═════ Data for this task
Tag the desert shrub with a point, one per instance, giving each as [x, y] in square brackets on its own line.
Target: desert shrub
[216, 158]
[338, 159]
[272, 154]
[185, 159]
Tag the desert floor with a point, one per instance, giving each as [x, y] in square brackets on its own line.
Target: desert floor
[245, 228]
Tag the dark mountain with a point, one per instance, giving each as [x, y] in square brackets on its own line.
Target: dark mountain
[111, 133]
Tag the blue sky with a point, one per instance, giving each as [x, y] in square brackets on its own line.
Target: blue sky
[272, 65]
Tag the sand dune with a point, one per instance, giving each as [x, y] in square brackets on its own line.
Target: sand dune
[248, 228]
══════════
═════ Data for this task
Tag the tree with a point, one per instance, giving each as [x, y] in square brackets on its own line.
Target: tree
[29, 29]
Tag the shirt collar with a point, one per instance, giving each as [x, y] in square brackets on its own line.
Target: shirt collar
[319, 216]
══════════
Count how many lines of the data above contain the string "giving". Reply with only the number.

> **Written answer**: 7